--- Begin Records for the task ---

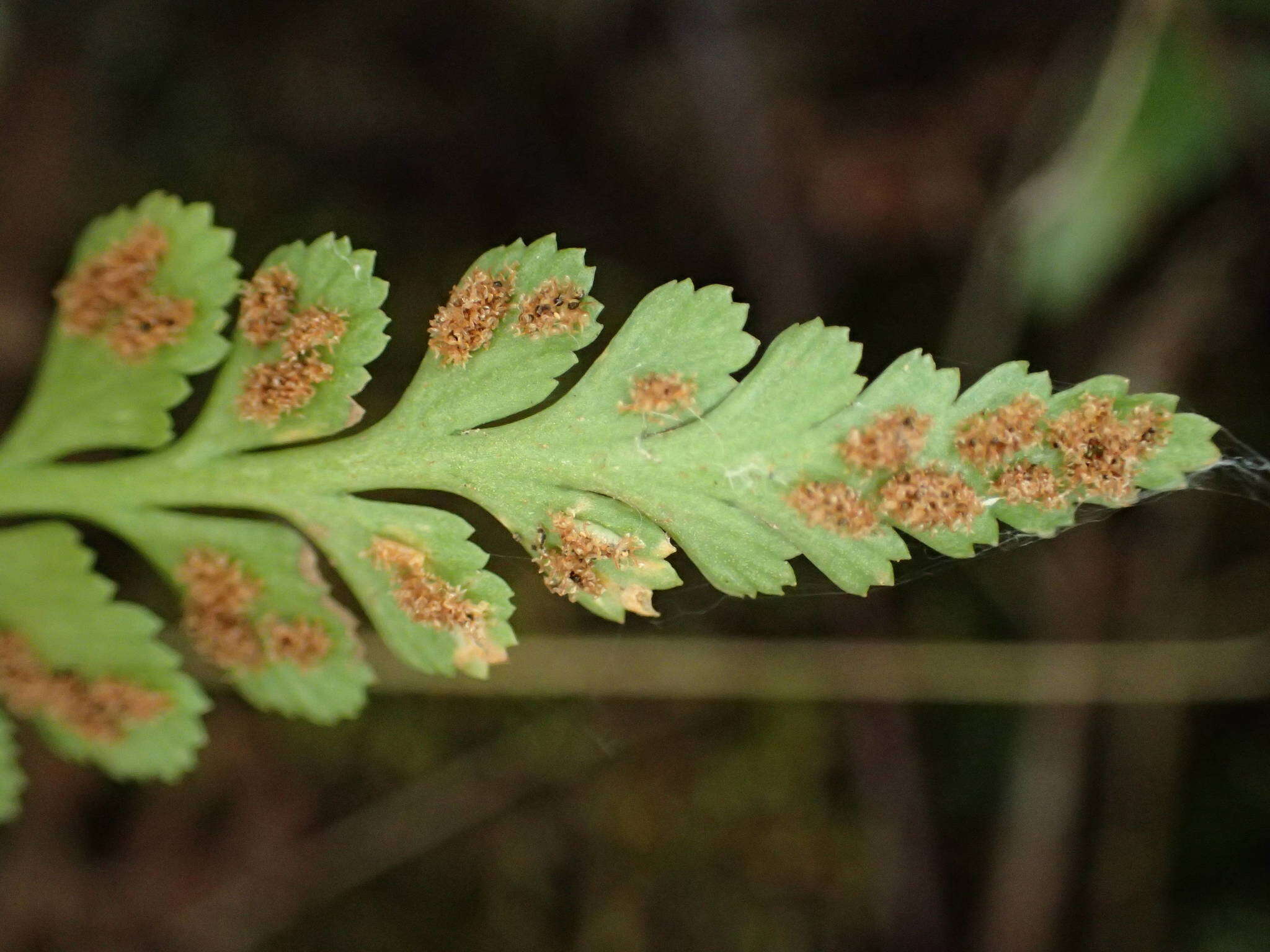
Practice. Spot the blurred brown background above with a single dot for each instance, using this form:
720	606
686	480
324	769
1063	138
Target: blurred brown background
1077	183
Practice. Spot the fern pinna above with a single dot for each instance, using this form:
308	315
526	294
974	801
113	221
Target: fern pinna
655	447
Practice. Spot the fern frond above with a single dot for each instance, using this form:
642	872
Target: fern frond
89	672
658	446
141	307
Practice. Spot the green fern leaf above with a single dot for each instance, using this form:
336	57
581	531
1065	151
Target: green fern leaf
309	323
658	446
89	672
12	778
258	610
141	307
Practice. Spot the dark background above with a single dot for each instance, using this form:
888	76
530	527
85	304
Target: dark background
1082	184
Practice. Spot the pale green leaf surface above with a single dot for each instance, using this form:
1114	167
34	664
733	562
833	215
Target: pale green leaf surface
87	397
347	528
291	591
333	276
12	778
516	371
52	599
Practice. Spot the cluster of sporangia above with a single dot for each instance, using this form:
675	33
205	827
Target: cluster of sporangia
111	296
1100	455
98	708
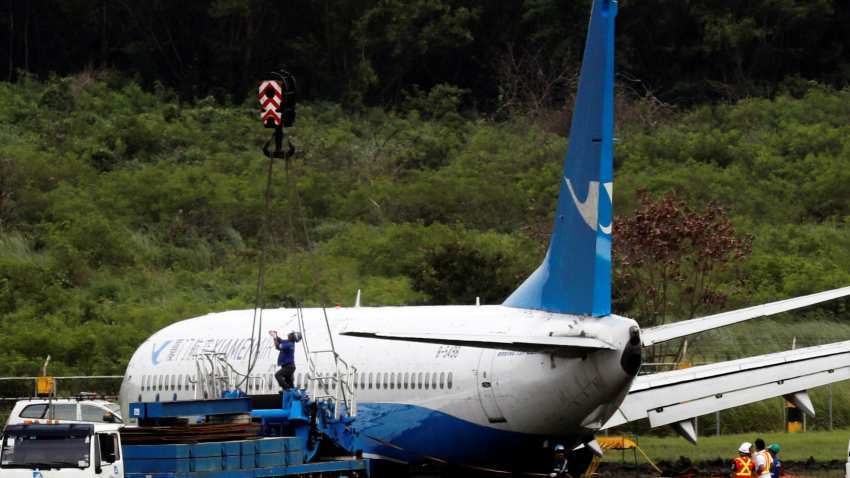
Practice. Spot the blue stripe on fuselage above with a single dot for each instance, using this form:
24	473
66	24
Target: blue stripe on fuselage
414	434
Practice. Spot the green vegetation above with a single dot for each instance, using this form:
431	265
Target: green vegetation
372	51
822	445
123	210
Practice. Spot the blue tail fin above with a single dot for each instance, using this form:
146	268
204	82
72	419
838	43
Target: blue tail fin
575	276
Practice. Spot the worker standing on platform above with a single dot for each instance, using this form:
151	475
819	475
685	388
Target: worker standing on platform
776	469
764	460
742	466
286	358
559	466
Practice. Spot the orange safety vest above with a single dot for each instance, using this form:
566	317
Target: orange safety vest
744	466
768	462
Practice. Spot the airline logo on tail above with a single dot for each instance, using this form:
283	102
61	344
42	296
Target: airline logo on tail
588	209
575	276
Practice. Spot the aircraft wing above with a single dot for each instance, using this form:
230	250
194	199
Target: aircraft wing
554	344
663	333
677	396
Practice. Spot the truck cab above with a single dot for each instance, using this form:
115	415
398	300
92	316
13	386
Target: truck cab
64	450
64	410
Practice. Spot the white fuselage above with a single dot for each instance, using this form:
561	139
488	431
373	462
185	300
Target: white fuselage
416	397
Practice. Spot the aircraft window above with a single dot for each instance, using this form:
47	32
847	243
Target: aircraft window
90	413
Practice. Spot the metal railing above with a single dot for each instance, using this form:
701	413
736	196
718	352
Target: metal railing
214	375
336	387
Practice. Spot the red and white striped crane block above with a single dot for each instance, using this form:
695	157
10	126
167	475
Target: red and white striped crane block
271	99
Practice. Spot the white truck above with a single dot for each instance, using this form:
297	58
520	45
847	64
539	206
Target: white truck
64	410
72	450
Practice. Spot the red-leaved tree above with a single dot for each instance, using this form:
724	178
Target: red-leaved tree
672	262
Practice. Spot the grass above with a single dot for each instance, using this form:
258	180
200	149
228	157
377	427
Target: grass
822	445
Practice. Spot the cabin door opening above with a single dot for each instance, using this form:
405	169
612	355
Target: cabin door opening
486	385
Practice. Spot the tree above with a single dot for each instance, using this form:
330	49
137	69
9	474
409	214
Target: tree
672	262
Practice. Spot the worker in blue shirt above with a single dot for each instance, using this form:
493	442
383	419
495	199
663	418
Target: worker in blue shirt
285	358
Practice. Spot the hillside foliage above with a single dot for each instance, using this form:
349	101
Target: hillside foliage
123	210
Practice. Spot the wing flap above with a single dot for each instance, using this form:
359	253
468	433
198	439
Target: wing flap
663	333
670	397
554	344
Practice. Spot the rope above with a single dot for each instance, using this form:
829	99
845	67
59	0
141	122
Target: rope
259	298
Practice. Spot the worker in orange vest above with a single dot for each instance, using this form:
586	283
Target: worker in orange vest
763	459
742	466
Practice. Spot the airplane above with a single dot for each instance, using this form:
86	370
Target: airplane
496	386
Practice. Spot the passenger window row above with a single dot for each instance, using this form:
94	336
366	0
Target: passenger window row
387	381
363	381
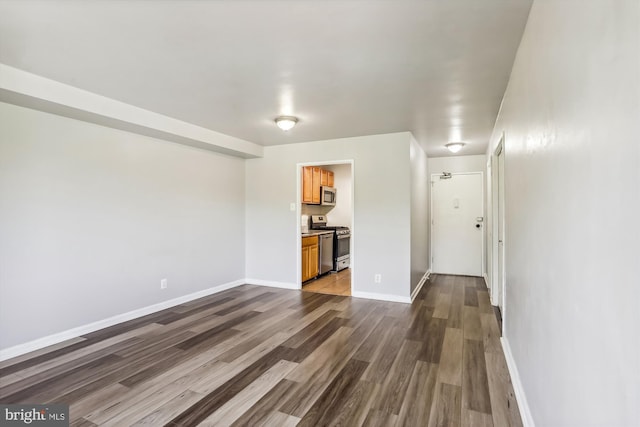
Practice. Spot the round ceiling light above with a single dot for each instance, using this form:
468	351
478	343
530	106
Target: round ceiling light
286	122
454	147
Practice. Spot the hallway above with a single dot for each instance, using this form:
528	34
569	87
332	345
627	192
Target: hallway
262	356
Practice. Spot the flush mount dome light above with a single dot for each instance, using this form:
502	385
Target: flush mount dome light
286	122
454	147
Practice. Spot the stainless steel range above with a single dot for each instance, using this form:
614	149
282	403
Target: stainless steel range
341	241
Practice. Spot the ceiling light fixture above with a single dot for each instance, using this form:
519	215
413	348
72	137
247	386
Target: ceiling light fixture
454	147
286	122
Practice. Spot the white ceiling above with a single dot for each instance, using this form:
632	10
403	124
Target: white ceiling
437	68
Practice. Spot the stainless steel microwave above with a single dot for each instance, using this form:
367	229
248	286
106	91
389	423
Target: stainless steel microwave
328	196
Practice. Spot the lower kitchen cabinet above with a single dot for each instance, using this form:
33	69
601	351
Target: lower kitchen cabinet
309	257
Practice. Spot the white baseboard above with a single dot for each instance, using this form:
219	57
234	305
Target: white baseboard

--- End Records for the task ---

* [Problem requirements]: Copy out every line of the records above word for word, omitting the pictures.

* [Output of the task]:
Practice. Spot the blurred brown background above with a single dot for each instance, using this form:
720	606
686	480
324	769
1063	138
Target: blurred brown background
1077	183
Practice. Spot the fern pinna above with a single dot for each instance, using this form:
308	315
526	294
974	801
113	221
Target: fern pinna
655	447
Practice. Spot the fern frond above with a single dot for each instance, using this form:
642	872
Target: fern frond
89	672
658	446
141	307
Practice. Spot the green fern leaf above with a single dot for each instance, using this form:
336	57
581	531
1065	151
Target: green fern leaf
309	323
658	446
89	672
12	778
258	610
141	307
Practice. Spot the dark background above with a single dot for each instance, using this form:
888	76
530	527
85	304
Target: dark background
1082	184
Practice. Spot the pale green leaf surface above with a single dot for each instance, using this form:
1114	167
34	664
733	562
833	215
Target: pale green leaf surface
87	397
347	528
291	591
333	276
12	778
516	371
52	599
Practice. Spot the cluster of sporangia above with a single dot for each instance, using this form:
675	33
205	827
Target: cluster of sporangia
111	296
1100	455
98	708
Practice. Spot the blue stripe on fuselage above with a single dot for each instance, using this form:
24	473
66	24
Target: blue stripe on fuselage
414	434
Practice. Spot the green vegetation above with a single dot for each instance, using this form:
431	265
Target: green vegetation
372	51
822	445
123	210
Practice. Spot the blue tail fin above with a single dot for each instance, using this form:
146	268
204	82
72	419
838	43
Target: blue tail fin
575	276
Practice. Spot the worker standing on platform above with a single dot for each instance, using this form:
151	475
819	475
685	388
Target: worker standing on platform
776	469
764	460
742	466
286	358
559	466
Practice. Spot the orange safety vest above with a single dot for each instance, using this form:
566	317
Target: orange safety vest
744	466
768	462
Practice. Spot the airline logo on tail above with a single dot for each instance, using this form:
283	102
61	344
42	296
Target: airline logo on tail
588	209
575	276
Practice. Spot the aircraft wing above with a single dot for each instance, using this form:
230	250
194	199
Target: aircraft wing
554	344
663	333
677	396
Practice. Spot the truck cab above with a single dot for each instance, using this form:
115	415
398	300
92	316
13	386
Target: truck cab
64	450
64	410
Practice. Spot the white fuselage above with a single dot for each instance, using this form:
561	139
488	431
373	462
185	300
Target: white fuselage
416	397
Practice. Spot the aircraft window above with a single dot for each instance, using this form:
47	32
847	243
Target: aircraft window
90	413
Practice. Spot the metal railing above with a single dot for each instance, using this form:
701	413
736	196
718	352
Target: metal railing
214	375
336	387
Practice. Spot the red and white striped crane block above with a single dot for each instance, using this form:
695	157
10	126
167	475
Target: red and white striped crane block
271	99
Practice. Spot the white truck above with a single dot for each instance, using this form:
297	58
520	45
847	64
539	206
Target: white truck
64	410
72	450
Practice. Spot the red-leaved tree above with a single dot for each instance, using this form:
724	178
Target: red-leaved tree
672	262
Practice. Spot the grass above with a single dot for each instance, using this form:
258	180
200	149
228	157
377	427
Target: grass
822	445
Practice. Spot the cabin door opening above with a single dot for each instance, using this form:
405	169
612	355
Target: cabin door opening
486	385
Practice. Spot the tree above with a single dot for each instance, using this form:
330	49
137	69
9	474
409	214
Target: tree
672	262
Practice. Spot the worker in blue shirt above with a single dot for each instance, using this form:
493	442
383	419
495	199
663	418
Target: worker in blue shirt
285	358
Practice. Spot the hillside foliage above with a single dot for each instance, using this form:
349	101
Target: hillside foliage
123	210
Practice. Spot the wing flap above with a single dot for each instance, using this form:
359	253
468	433
198	439
Target: wing flap
663	333
670	397
554	344
Practice. Spot the rope above with a single dot for each instance, using this form:
829	99
845	67
59	0
141	122
Target: rope
259	298
Practice. Spot the worker in orange vest above with a single dot for each instance, using this form:
586	283
Target: worker in orange vest
763	459
742	466
Practice. Spot the airplane above with a single dot for each instance, using this form:
86	370
Target: airplane
496	386
Practice. Spot the passenger window row above with a single dot for each instance, using this form:
94	336
366	0
Target: passenger window row
387	381
363	381
Practice. Spot the round ceiling light above with a single dot for each instance, using this form:
468	351
478	343
530	106
Target: round ceiling light
286	122
454	147
Practice. Spot the hallway above with a single dot for each instance, using this form:
528	34
569	87
332	345
627	192
Target: hallway
262	356
Practice. Spot the flush mount dome light above with a single dot for each instance, using this form:
502	385
Target: flush mount dome light
286	122
454	147
Practice. Spot the stainless steel range above with a single dot for each instance, using this form:
614	149
282	403
Target: stainless steel range
341	241
Practice. Spot the ceiling light fixture above with a single dot for each instance, using this form:
519	215
413	348
72	137
247	386
Target: ceiling light fixture
454	147
286	122
Practice. Spot the white ceiling above with a single dot for each instance, using this form:
632	10
403	124
Target: white ceiling
437	68
Practice. Spot the stainless steel microwave above with a single dot for each instance, using this form:
367	229
248	286
106	91
389	423
Target: stainless steel microwave
328	196
Practice. Spot the lower kitchen cabinet above with a single dot for each instance, using this form:
33	69
601	351
Target: lower kitchen cabinet
309	257
Practice. Spot the white baseboard above with a single dot for each instance, using this form:
219	57
234	305
Target: white baseboard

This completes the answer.